ACTIONS TO TAKE -
• A. Answer these from the passage on bison in Yellowstone:
(i) What have bison been declared?
(ii) How far did bison populations fall during the Great Slaughter?
(iii) Where did early conservationists give bison a refuge?
• B. Reproduce the passage on bison in Yellowstone word for word, from "Ask anyone who" to "of all time.", inclusive.

PASSAGE SHOWN -
--- START ---

Bison in Yellowstone National Park

Ask anyone who has ever visited Yellowstone National Park (YNP) what they remember about their experience, and the response will inevitably include bison. As North America’s largest terrestrial animal, bison (Bison bison), often endearingly called buffalo, certainly leave an impression. Enormous and thundering beasts, bison have been declared the national mammal of the United States. Yet, despite their celebrity status, they remain one of the most controversial animals of Yellowstone.

Once numbering in the tens of millions across North America, Bison populations plummeted to only dozens during the wanton butchery of the 19th century’s Great Slaughter. Early conservationists saved bison from the brink of extinction by providing a refuge in the world’s first national park, Yellowstone. Since then, biologists have heralded the bison recovery as one of the greatest comebacks of all time.

--- END ---

SOURCE DATA -
--- START ---

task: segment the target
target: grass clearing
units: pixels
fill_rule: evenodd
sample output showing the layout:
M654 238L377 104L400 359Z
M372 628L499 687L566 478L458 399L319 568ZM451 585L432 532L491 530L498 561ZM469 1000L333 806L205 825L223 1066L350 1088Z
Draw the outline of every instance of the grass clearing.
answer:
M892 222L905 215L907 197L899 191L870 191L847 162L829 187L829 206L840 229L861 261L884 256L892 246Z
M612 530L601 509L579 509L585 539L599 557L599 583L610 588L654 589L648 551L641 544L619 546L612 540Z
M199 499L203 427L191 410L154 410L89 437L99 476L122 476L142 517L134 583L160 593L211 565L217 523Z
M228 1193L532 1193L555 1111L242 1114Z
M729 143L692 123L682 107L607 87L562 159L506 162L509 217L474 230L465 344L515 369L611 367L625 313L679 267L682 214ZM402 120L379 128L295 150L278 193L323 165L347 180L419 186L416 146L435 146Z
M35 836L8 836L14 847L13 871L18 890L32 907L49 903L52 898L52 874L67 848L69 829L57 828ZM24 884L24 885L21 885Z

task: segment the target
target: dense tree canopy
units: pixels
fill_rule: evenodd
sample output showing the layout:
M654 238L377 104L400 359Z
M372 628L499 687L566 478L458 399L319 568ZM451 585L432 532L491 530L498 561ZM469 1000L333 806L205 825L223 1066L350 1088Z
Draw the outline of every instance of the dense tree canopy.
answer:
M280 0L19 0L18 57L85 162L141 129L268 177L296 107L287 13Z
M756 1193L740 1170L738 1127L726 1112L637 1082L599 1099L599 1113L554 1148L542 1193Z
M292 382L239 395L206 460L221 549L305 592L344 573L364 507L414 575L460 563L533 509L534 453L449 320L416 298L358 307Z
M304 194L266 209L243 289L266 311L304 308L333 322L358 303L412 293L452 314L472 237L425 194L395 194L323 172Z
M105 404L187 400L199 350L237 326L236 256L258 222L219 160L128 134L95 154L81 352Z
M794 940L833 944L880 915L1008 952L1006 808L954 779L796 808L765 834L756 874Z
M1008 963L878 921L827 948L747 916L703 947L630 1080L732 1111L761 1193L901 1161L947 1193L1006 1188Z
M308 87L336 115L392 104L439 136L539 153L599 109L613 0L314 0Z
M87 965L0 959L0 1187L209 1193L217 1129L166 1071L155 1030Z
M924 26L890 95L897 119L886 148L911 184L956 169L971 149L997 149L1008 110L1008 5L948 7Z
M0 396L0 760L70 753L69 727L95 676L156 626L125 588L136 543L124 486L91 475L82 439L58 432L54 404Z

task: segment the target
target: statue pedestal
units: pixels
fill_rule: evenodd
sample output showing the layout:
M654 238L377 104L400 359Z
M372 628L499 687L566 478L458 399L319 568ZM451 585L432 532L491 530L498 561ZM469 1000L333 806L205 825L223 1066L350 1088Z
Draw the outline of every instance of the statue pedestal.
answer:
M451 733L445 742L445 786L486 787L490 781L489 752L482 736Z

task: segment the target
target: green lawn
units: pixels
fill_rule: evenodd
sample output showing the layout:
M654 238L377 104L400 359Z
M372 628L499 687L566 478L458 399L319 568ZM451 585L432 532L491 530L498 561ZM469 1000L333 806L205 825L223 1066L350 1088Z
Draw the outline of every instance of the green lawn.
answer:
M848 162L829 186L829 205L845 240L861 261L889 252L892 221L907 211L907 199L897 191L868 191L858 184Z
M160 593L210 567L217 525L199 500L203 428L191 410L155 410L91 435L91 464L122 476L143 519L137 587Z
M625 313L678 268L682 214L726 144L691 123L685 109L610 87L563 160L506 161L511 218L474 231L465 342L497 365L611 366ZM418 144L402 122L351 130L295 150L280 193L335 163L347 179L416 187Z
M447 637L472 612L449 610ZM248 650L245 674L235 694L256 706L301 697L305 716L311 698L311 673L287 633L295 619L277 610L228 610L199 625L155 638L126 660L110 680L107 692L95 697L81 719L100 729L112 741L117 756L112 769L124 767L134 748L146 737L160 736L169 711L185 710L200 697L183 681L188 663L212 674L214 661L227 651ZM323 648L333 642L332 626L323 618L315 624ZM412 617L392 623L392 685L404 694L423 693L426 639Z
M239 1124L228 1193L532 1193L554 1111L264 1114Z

--- END ---

RESULTS -
• A.
(i) The national mammal of the United States
(ii) To only dozens
(iii) In the world's first national park, Yellowstone

• B.
Ask anyone who has ever visited Yellowstone National Park (YNP) what they remember about their experience, and the response will inevitably include bison. As North America’s largest terrestrial animal, bison (Bison bison), often endearingly called buffalo, certainly leave an impression. Enormous and thundering beasts, bison have been declared the national mammal of the United States. Yet, despite their celebrity status, they remain one of the most controversial animals of Yellowstone.

Once numbering in the tens of millions across North America, Bison populations plummeted to only dozens during the wanton butchery of the 19th century’s Great Slaughter. Early conservationists saved bison from the brink of extinction by providing a refuge in the world’s first national park, Yellowstone. Since then, biologists have heralded the bison recovery as one of the greatest comebacks of all time.